::: PROVIDED RECORDS :::

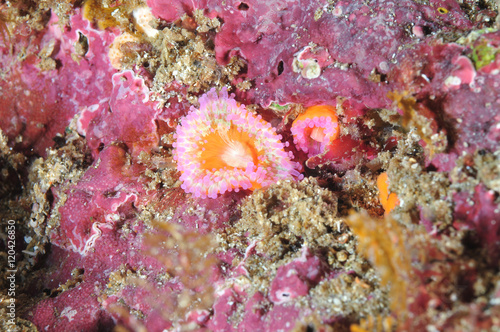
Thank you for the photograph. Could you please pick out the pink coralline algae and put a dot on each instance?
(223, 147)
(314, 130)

:::
::: PROVIDED RECORDS :::

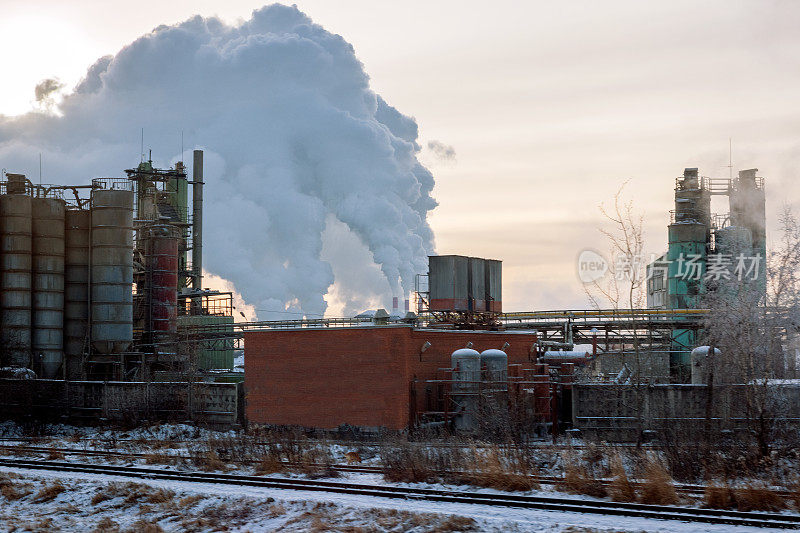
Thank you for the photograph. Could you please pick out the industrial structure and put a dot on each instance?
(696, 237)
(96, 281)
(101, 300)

:::

INSTRUCTIONS FOR THE TASK — List each line of the entries above that contains the word "instance". Case counts.

SOLUTION TO THIS TASK —
Thank you for the photograph. Could you please pick out the pink coralline algae and put a dot on each instance?
Thank you for the photograph. Could you please pick out the industrial structure and put a dot on each instance?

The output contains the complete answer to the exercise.